• [Directive]: Report each line of the items below that contains the string "covered", copying every such line in full. Matching is case-sensitive.

• [Records to use]:
╔══

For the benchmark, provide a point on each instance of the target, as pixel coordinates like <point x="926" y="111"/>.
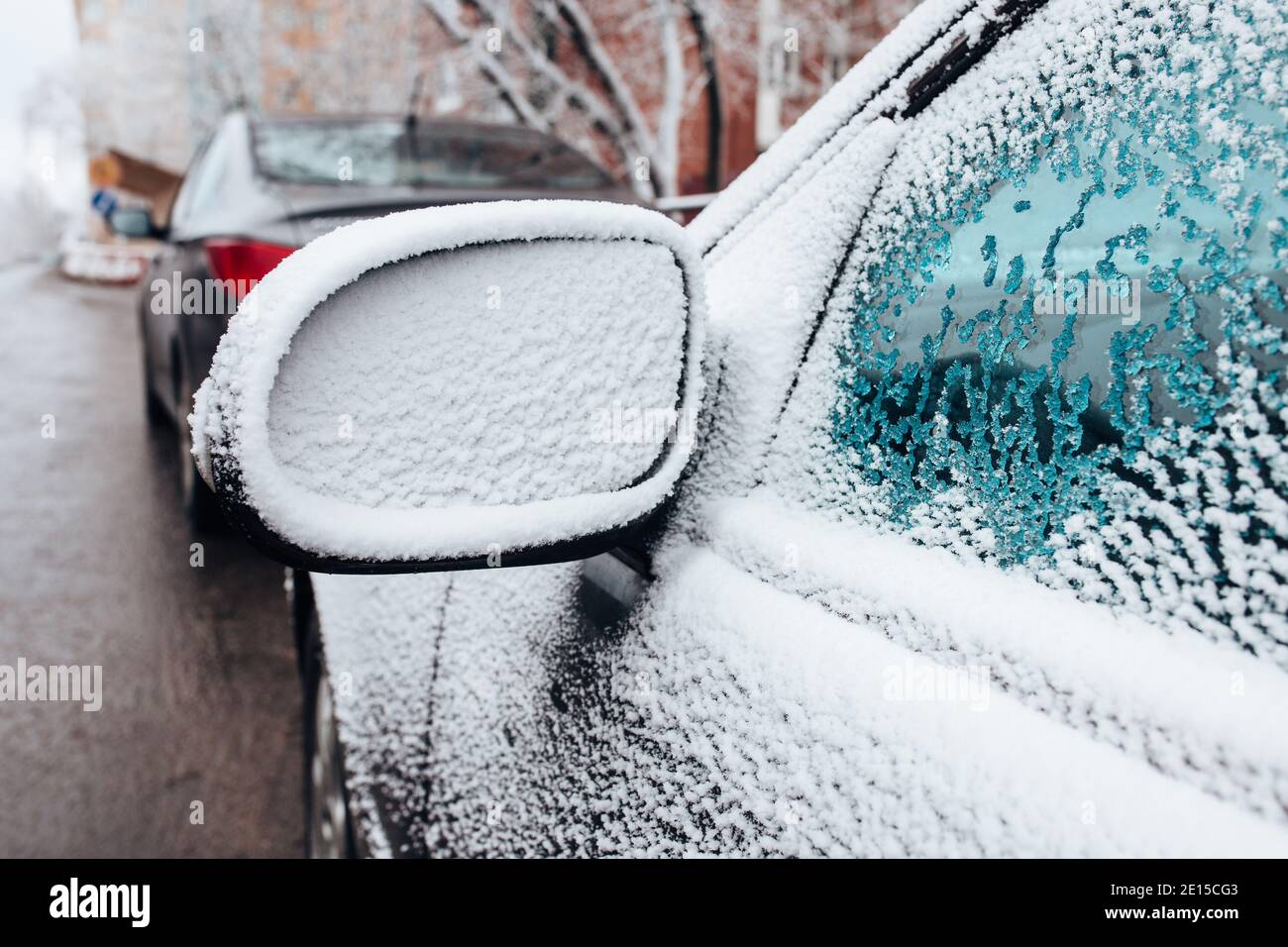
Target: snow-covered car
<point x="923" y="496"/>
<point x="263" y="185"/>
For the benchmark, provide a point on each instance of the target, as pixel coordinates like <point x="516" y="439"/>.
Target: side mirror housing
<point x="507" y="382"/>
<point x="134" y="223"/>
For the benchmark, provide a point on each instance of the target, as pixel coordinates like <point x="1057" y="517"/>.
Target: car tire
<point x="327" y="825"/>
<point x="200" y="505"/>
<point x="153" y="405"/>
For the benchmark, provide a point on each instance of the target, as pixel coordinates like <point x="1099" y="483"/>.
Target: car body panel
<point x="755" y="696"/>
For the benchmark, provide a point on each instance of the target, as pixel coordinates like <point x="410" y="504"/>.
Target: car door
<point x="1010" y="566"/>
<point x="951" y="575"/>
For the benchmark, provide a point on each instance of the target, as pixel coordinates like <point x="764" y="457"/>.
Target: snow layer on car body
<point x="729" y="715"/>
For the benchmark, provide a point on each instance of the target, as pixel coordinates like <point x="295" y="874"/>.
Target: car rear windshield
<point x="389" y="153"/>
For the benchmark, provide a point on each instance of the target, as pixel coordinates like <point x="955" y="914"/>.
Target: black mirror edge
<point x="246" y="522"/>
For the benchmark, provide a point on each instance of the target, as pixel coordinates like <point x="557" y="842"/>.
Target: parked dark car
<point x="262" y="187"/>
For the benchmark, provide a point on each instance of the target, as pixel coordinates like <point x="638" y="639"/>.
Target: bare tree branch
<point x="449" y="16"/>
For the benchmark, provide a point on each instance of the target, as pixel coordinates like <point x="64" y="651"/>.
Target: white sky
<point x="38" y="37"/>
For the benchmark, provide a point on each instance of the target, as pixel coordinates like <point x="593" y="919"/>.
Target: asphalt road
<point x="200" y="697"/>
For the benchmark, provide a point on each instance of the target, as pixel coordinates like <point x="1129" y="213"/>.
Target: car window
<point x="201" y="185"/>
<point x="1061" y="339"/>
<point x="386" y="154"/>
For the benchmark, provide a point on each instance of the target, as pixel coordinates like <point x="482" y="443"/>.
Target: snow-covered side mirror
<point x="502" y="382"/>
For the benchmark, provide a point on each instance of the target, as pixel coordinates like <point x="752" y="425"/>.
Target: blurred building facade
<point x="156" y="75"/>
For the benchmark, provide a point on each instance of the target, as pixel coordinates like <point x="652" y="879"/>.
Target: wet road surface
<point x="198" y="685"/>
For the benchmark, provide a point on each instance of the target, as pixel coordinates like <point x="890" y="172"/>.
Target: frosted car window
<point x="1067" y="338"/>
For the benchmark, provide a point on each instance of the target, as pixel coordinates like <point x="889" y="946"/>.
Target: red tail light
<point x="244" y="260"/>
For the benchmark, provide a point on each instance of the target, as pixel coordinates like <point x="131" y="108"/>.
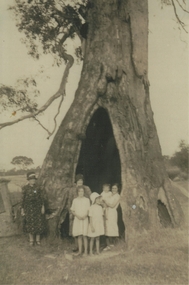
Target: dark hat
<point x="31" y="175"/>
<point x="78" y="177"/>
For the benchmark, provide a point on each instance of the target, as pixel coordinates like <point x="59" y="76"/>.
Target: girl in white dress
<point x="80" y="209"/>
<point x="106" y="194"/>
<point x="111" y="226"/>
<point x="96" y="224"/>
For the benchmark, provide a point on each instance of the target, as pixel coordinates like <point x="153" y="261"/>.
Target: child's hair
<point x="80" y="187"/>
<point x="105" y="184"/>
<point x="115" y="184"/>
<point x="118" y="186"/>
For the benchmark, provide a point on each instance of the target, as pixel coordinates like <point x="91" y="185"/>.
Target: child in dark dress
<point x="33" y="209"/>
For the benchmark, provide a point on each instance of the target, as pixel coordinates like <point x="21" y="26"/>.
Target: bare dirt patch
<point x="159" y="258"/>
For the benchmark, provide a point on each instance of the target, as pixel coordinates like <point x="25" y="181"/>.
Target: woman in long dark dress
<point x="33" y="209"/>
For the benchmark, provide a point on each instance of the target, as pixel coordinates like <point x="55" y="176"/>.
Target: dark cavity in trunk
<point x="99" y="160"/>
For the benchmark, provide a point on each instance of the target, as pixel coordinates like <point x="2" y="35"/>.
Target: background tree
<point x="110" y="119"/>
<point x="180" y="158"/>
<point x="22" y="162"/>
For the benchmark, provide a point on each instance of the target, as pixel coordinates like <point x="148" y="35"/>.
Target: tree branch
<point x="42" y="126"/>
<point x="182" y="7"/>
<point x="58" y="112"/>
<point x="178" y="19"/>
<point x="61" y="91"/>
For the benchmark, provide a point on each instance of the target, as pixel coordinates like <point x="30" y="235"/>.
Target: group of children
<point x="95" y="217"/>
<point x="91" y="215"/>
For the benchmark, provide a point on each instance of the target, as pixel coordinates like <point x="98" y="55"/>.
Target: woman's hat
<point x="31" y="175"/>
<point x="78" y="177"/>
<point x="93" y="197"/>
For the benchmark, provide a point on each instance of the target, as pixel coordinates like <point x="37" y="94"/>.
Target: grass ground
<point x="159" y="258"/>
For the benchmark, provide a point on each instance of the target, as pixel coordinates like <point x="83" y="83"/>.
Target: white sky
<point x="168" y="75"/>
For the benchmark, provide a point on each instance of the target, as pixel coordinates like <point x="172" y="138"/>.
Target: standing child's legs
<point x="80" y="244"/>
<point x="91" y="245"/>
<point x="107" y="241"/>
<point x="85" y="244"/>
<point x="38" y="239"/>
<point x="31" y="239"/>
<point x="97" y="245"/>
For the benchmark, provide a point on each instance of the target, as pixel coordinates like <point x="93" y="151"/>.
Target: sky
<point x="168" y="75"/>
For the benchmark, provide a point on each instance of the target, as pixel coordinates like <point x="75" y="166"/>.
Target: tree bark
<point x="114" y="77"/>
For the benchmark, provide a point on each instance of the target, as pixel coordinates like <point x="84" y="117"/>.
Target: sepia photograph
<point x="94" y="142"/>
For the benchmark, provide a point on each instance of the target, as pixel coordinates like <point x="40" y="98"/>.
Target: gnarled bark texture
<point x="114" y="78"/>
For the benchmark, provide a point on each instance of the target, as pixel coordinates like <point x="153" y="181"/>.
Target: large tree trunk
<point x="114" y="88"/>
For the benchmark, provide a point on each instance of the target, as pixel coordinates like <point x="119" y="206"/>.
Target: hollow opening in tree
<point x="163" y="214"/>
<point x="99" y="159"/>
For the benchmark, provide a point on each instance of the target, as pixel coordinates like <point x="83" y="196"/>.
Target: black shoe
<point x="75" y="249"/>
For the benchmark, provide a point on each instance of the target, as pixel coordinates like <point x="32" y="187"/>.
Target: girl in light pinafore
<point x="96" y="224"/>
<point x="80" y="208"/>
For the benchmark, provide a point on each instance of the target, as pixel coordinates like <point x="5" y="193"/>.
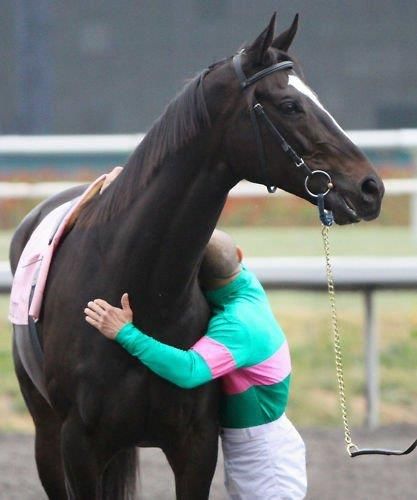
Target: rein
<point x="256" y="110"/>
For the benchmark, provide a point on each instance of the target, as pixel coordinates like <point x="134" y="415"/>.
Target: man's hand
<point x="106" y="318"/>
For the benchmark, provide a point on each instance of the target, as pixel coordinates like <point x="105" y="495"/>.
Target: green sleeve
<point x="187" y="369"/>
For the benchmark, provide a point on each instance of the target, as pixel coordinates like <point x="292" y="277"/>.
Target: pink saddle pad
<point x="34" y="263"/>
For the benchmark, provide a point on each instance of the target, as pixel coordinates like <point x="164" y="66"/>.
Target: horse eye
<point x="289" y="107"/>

╚══
╔══

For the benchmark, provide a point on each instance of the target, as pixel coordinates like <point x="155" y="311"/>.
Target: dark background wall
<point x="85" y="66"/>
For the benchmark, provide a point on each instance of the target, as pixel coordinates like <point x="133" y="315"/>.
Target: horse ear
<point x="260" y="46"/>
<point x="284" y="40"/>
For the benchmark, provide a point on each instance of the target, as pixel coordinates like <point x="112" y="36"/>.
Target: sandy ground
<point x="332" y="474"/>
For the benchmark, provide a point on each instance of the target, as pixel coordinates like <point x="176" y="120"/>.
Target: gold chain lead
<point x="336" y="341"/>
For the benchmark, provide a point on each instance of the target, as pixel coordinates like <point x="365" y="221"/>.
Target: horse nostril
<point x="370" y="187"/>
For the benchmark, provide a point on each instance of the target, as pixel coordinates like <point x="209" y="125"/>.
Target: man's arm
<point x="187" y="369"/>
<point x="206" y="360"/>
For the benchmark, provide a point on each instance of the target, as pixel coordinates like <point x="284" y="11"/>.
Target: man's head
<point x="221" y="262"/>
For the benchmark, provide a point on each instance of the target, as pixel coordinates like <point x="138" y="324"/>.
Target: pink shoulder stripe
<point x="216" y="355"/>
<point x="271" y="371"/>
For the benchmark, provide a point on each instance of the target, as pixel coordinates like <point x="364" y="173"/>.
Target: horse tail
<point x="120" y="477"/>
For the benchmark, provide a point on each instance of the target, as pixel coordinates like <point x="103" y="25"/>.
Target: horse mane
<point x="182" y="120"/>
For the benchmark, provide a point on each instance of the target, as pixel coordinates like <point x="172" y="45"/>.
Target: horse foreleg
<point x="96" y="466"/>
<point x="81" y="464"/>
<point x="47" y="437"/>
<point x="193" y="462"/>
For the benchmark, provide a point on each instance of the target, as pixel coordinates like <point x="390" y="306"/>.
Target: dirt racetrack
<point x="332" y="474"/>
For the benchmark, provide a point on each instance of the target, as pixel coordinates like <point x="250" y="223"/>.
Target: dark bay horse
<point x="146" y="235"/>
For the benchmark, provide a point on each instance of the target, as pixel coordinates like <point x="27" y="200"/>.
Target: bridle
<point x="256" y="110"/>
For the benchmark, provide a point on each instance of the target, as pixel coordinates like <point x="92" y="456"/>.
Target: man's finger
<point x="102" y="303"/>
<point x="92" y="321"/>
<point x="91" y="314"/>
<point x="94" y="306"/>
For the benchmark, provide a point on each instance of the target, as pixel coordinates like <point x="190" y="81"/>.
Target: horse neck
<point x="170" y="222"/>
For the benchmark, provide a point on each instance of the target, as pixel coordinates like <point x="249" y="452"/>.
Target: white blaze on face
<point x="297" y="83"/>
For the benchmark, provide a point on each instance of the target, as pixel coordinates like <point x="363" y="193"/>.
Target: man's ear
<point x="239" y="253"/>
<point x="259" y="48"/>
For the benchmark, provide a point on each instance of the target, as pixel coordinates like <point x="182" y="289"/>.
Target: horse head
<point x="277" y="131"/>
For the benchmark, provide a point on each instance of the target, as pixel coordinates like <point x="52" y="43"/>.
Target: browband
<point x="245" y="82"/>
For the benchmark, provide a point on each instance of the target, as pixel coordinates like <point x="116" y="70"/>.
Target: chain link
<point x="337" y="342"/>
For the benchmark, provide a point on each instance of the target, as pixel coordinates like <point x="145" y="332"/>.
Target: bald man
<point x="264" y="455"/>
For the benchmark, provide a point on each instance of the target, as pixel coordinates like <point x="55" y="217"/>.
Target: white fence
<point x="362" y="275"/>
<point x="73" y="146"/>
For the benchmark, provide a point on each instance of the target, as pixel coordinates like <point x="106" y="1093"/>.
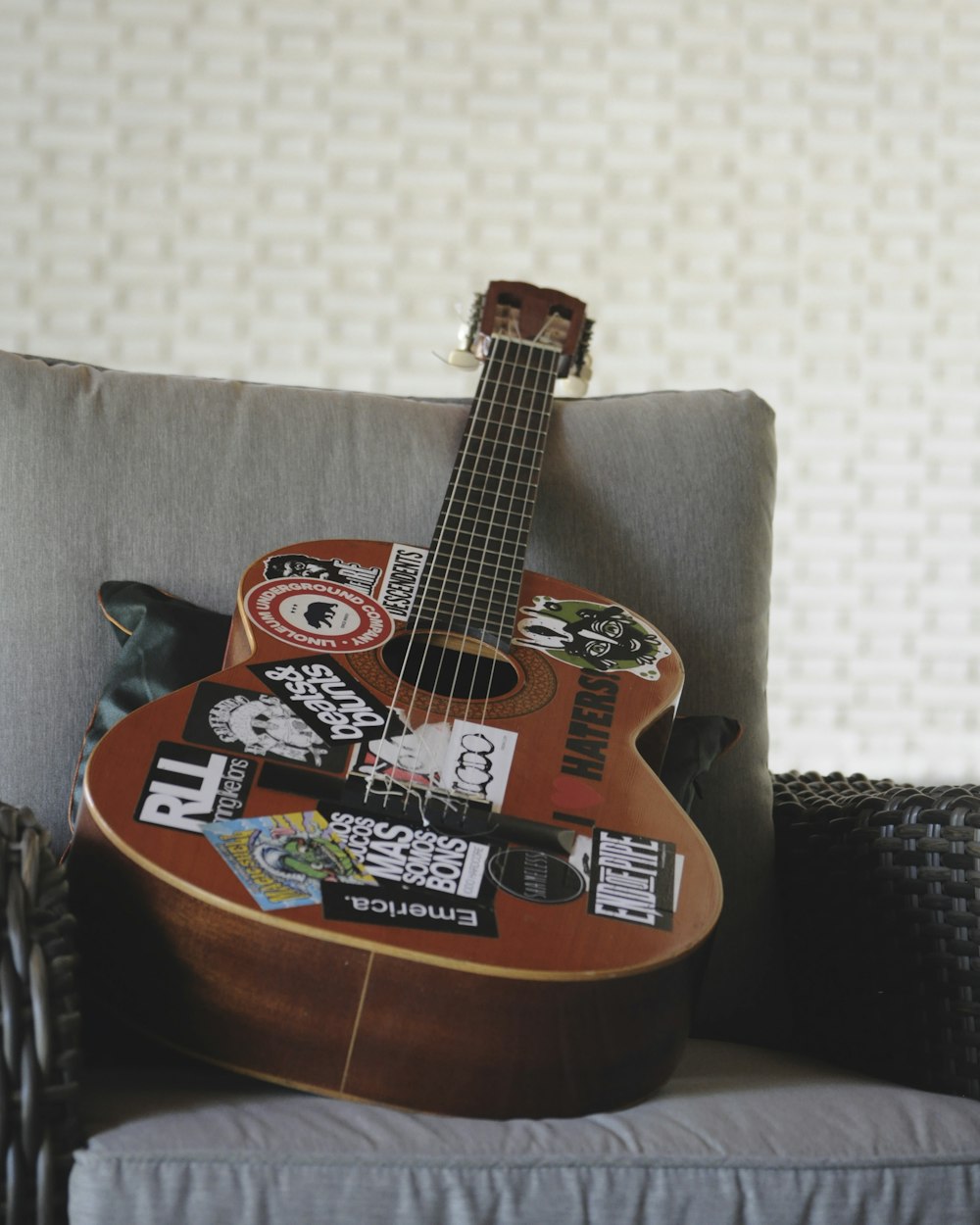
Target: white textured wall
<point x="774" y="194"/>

╚══

• [Solved problem]:
Target: snow-covered car
Target: snow-covered side mirror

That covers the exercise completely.